[Referring expression grounding data]
= = = =

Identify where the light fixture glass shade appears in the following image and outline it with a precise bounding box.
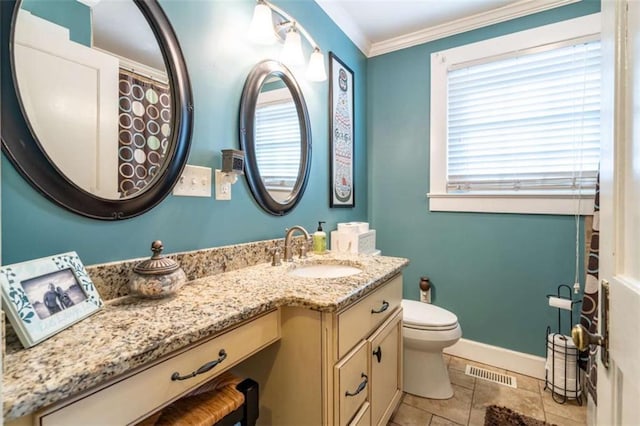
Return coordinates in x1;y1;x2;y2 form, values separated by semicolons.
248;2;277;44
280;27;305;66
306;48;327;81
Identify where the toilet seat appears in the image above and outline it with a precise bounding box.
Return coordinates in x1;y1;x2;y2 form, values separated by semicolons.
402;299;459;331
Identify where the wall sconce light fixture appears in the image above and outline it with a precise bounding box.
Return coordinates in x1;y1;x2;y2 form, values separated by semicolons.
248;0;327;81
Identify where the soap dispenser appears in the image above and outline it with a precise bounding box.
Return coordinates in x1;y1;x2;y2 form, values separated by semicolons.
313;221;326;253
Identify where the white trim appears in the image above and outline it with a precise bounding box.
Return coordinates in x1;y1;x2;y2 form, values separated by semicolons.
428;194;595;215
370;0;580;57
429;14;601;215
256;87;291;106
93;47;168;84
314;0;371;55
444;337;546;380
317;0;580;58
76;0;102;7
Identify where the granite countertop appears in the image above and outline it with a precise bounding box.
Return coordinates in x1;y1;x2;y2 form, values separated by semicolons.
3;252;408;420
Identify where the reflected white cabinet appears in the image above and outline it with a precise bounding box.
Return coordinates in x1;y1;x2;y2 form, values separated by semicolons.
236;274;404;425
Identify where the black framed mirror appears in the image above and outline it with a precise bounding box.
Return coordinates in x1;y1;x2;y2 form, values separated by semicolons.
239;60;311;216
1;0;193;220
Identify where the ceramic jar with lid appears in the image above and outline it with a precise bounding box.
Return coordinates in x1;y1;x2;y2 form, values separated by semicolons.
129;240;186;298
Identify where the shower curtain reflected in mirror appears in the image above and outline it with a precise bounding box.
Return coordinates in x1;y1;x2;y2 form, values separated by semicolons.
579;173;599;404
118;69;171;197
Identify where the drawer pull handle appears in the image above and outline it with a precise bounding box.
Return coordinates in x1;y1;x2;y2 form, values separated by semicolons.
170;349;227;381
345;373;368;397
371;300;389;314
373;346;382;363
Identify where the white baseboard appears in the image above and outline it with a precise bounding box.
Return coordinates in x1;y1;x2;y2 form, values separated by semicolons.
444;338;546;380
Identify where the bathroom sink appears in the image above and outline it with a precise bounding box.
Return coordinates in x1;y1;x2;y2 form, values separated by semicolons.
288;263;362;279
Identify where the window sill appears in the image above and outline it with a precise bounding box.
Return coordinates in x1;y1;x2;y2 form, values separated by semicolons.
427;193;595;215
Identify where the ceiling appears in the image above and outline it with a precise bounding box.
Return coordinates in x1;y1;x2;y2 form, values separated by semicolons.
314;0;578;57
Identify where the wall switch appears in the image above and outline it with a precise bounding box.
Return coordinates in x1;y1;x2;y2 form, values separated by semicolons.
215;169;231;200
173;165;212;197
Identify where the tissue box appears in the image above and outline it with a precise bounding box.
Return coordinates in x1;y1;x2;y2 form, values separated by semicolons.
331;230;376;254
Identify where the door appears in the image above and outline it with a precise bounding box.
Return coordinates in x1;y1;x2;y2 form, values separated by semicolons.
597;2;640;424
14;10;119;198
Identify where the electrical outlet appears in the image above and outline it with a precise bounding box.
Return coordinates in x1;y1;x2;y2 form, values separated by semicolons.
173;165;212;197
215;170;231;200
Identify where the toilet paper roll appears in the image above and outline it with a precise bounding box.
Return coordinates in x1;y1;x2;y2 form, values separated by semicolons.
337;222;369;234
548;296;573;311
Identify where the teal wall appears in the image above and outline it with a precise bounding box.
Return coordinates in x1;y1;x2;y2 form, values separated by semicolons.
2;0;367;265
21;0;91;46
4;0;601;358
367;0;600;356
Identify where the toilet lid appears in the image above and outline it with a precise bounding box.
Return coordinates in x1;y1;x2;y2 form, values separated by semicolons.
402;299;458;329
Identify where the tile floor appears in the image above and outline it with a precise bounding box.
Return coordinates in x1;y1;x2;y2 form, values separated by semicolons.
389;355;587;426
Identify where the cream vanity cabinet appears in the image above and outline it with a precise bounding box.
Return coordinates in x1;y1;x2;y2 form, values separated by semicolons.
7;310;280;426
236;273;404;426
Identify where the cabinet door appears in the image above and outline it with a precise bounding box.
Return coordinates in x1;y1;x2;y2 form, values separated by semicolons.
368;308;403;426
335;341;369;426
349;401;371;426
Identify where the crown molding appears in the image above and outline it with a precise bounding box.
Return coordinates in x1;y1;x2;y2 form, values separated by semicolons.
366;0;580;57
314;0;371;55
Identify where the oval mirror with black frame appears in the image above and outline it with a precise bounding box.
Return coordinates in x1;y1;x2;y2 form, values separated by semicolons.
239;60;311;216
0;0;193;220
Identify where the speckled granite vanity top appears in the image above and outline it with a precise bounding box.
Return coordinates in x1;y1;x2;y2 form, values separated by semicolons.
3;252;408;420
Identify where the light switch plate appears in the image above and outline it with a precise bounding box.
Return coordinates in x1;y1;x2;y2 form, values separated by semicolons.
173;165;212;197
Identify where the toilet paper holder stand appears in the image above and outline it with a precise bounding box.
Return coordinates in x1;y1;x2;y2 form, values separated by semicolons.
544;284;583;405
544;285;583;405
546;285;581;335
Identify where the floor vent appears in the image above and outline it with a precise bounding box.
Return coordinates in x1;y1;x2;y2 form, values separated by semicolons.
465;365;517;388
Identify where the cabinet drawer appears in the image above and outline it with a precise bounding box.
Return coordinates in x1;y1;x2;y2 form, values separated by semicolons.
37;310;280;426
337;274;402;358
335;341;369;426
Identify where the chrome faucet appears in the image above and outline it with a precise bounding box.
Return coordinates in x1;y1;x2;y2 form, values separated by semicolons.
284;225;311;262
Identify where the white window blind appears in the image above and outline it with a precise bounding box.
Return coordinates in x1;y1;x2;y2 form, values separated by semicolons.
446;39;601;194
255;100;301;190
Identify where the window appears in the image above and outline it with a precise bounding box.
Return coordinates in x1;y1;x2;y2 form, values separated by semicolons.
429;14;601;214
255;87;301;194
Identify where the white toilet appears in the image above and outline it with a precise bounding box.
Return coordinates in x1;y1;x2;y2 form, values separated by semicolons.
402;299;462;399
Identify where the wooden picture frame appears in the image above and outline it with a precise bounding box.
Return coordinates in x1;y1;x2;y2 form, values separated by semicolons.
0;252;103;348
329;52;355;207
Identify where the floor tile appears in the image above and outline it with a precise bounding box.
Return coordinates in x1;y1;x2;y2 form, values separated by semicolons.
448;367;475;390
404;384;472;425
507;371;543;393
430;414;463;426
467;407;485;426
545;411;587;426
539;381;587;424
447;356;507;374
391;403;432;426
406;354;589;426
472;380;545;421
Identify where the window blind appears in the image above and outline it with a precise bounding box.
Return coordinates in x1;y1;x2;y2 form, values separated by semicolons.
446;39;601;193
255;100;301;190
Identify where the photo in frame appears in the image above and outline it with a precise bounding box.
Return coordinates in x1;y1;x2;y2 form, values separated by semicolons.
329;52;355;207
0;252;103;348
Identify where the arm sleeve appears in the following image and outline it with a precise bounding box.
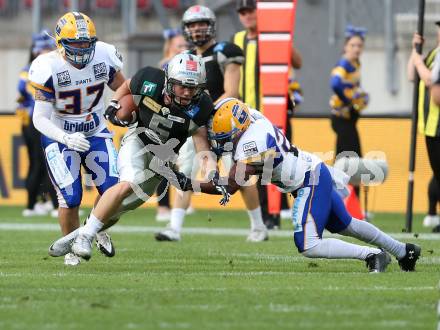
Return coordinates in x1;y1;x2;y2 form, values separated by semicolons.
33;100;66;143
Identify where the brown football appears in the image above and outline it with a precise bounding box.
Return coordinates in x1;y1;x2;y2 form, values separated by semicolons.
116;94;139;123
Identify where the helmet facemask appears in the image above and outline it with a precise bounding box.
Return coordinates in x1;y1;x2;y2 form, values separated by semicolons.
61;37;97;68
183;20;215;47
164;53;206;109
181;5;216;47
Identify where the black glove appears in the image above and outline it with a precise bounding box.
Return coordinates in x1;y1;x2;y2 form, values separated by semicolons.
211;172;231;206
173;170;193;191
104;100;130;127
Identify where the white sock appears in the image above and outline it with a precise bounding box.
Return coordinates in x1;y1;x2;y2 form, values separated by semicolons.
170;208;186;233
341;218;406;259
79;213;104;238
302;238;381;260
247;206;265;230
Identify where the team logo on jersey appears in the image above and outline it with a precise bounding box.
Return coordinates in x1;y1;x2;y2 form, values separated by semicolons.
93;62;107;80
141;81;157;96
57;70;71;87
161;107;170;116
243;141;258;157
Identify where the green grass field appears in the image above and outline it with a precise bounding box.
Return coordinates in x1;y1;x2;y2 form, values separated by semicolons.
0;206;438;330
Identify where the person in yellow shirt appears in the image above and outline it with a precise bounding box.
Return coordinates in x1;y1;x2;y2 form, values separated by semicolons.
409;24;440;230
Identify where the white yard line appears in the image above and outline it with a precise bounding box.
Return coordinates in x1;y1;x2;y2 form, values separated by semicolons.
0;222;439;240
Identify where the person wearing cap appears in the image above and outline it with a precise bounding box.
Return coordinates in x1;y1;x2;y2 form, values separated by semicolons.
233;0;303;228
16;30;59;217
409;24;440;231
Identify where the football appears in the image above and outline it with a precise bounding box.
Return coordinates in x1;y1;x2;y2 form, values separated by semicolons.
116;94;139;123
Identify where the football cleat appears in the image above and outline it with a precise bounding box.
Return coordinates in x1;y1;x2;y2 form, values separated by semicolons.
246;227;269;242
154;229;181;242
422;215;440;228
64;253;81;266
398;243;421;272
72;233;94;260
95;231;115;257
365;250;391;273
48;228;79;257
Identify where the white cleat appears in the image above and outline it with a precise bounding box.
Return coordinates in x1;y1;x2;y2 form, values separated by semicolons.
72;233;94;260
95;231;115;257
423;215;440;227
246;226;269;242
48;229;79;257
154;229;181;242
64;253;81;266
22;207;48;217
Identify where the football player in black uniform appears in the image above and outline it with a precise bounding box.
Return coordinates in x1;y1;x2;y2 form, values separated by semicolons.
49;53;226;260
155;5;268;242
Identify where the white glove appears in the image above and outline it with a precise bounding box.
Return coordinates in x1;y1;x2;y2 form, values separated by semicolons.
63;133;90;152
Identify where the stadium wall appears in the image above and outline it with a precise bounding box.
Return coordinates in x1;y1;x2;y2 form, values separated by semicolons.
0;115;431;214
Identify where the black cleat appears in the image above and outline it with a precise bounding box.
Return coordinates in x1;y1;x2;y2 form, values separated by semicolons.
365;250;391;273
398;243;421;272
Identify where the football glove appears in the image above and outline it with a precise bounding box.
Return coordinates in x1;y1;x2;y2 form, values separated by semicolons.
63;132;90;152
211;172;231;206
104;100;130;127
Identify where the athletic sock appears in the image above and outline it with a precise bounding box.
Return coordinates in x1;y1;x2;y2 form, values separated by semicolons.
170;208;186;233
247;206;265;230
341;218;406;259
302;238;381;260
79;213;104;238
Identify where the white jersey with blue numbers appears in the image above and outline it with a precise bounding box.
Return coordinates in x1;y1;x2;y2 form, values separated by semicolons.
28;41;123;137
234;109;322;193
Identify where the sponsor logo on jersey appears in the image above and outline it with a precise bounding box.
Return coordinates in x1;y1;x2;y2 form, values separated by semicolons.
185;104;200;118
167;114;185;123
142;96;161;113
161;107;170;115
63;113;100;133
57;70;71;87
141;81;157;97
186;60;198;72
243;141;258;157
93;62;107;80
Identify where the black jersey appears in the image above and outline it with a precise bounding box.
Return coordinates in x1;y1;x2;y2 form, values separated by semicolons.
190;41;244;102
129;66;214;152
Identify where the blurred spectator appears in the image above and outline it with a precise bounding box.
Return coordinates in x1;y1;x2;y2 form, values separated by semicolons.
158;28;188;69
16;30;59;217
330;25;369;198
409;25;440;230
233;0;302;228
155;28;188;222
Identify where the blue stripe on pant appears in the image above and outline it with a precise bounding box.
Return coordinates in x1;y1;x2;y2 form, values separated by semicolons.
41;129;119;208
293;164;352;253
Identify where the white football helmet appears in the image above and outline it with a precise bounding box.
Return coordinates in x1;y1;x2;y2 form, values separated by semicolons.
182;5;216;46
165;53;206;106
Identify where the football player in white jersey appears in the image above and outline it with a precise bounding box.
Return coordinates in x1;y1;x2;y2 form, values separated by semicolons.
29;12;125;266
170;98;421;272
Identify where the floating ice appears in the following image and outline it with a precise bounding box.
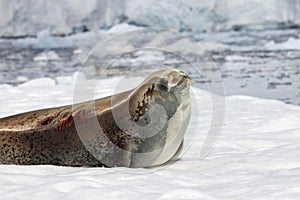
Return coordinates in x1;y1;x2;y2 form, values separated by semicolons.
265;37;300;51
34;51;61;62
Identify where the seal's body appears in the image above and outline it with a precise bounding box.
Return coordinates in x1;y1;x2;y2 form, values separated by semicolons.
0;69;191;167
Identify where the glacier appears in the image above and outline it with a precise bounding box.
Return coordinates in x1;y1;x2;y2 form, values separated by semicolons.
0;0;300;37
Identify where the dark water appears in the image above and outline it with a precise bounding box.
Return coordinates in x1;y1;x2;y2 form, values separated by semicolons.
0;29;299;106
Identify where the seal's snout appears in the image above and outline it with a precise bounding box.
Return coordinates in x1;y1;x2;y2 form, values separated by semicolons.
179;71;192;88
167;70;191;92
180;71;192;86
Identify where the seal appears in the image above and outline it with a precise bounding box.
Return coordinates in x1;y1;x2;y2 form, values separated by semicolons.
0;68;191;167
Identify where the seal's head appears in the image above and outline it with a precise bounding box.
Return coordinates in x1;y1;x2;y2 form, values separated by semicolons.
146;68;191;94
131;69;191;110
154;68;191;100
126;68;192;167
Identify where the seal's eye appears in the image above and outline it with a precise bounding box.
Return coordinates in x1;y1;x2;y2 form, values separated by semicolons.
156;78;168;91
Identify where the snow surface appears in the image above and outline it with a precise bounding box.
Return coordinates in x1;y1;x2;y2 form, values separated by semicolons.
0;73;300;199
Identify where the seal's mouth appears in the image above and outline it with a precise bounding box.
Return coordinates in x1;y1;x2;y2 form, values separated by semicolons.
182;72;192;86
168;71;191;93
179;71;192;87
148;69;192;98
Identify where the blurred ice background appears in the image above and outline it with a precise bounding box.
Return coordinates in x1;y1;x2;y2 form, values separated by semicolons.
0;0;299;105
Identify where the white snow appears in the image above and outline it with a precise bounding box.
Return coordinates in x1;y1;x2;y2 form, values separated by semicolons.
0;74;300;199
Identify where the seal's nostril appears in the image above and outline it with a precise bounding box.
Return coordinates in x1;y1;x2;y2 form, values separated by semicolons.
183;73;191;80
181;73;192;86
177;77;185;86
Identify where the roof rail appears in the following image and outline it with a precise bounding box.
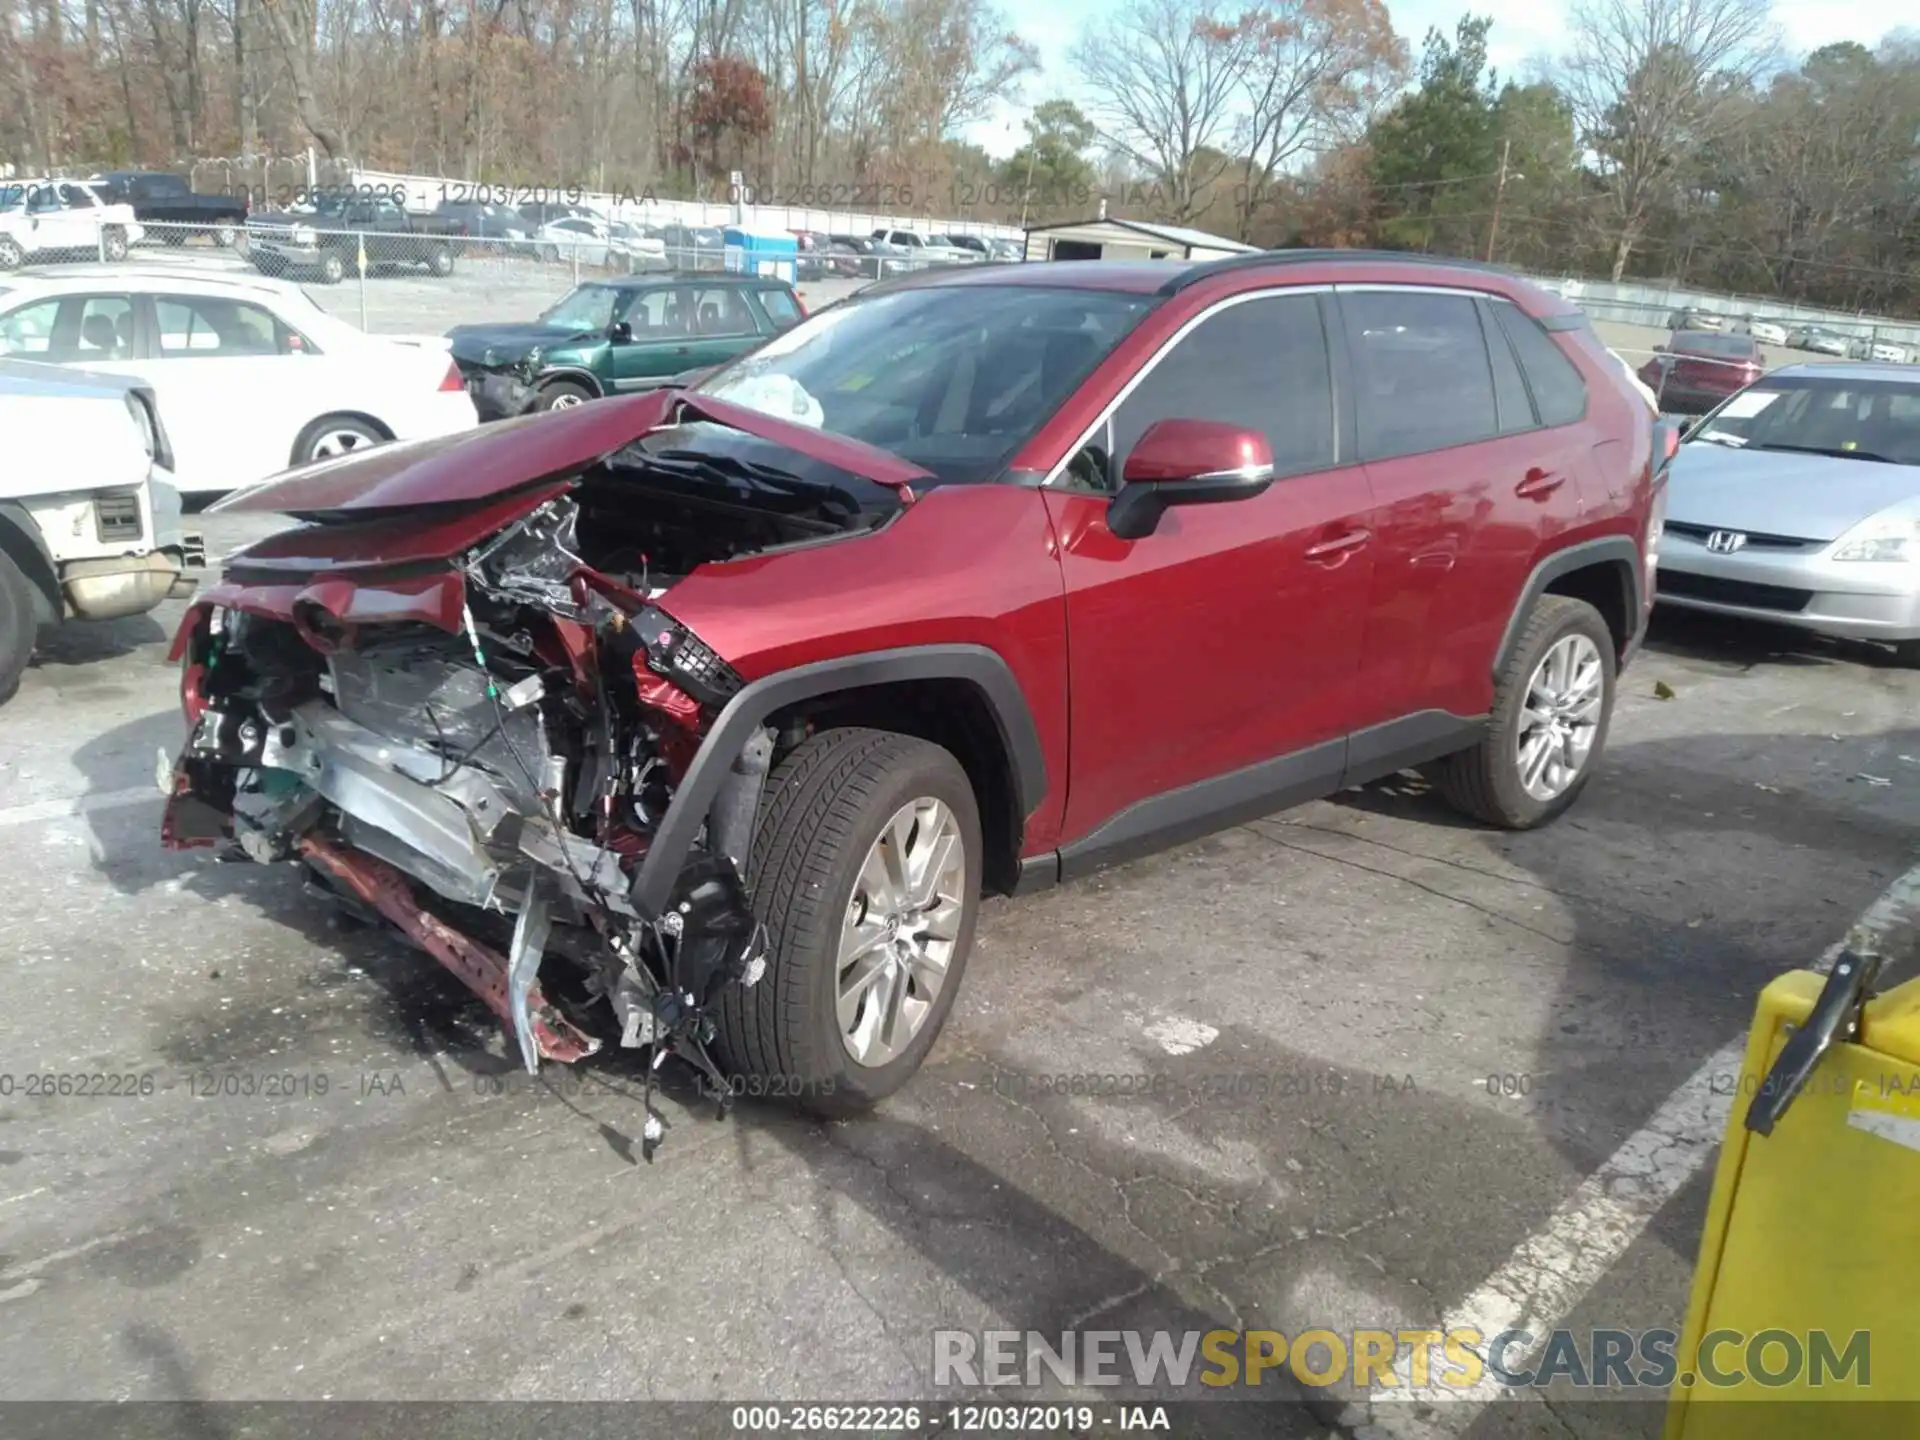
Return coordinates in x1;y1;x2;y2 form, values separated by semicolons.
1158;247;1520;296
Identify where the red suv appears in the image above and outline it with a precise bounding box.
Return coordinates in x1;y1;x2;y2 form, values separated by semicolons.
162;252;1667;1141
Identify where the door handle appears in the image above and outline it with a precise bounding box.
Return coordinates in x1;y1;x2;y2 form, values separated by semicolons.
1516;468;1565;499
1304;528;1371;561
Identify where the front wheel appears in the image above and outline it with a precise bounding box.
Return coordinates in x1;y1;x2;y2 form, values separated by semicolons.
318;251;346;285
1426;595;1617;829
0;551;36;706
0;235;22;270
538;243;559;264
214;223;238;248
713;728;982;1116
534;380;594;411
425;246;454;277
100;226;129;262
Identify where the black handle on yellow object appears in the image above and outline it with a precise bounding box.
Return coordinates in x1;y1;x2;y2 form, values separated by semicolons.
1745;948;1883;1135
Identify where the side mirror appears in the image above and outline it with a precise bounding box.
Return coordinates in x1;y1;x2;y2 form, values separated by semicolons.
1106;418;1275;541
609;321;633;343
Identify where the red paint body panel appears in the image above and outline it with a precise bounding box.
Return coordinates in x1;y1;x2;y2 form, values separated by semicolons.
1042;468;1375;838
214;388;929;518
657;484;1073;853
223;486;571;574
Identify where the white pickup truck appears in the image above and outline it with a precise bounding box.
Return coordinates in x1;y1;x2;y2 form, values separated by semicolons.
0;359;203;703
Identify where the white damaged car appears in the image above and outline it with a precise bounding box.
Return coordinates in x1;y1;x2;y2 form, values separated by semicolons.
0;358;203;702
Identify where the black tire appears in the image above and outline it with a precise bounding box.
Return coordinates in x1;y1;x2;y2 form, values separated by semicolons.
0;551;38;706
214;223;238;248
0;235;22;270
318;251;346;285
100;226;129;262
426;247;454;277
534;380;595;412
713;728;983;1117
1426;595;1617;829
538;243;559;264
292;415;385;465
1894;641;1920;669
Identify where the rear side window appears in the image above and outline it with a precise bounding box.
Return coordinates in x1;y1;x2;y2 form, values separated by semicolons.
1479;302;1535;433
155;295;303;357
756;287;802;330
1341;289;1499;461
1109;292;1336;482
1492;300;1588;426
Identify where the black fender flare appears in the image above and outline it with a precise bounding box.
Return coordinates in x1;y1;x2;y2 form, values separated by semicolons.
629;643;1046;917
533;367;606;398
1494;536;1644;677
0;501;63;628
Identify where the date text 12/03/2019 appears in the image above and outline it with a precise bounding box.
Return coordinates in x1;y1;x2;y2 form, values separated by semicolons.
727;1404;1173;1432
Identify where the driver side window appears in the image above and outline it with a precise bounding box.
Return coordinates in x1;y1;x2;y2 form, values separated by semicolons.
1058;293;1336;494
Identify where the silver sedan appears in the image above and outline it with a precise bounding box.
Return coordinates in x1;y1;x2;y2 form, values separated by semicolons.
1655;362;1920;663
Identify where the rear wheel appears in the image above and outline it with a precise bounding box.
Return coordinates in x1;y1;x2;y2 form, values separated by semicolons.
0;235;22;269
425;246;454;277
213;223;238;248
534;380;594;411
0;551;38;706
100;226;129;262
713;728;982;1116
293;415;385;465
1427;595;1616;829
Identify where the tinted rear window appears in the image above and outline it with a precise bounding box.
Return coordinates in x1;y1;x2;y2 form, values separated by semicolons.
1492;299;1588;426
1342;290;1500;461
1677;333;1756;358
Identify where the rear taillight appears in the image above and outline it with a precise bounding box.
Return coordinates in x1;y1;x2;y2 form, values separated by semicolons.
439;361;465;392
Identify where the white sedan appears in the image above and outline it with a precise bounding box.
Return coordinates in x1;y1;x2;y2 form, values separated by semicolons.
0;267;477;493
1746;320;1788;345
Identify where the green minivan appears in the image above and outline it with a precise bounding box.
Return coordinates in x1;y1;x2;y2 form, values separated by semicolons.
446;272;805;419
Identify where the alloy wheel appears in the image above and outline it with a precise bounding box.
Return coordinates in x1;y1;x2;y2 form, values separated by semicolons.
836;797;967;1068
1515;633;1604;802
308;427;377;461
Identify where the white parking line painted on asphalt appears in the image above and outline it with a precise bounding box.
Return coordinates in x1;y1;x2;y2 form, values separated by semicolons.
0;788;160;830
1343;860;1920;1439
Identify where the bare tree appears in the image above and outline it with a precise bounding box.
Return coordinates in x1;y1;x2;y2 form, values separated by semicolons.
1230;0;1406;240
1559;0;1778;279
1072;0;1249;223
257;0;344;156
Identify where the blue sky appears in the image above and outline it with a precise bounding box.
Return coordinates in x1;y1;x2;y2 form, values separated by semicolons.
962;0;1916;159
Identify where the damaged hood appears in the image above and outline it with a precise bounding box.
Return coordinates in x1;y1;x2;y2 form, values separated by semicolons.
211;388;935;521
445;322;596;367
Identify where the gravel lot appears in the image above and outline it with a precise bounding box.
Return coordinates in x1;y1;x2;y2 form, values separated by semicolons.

= = = =

Work item ▸ Only the lines above starting at the line that holds "Identify where the door appears" and ending at the line that holds "Identify where the toilet paper roll" are to be repeated, exactly and in full.

Solution to this exercise ▸
Identify where the door appears in the image above and outline it with a precise bounding box.
Return coordinates in x1;y1;x2;y2 form, values separated by semicolons.
597;2;640;424
14;10;119;198
Identify where the electrical outlet appears in the image above and outline it with a precise bounding box.
Return coordinates in x1;y1;x2;y2 form, values separated by semicolons.
173;165;212;197
215;170;231;200
Identify where the toilet paper roll appears in the image above and outline it with a precise bounding box.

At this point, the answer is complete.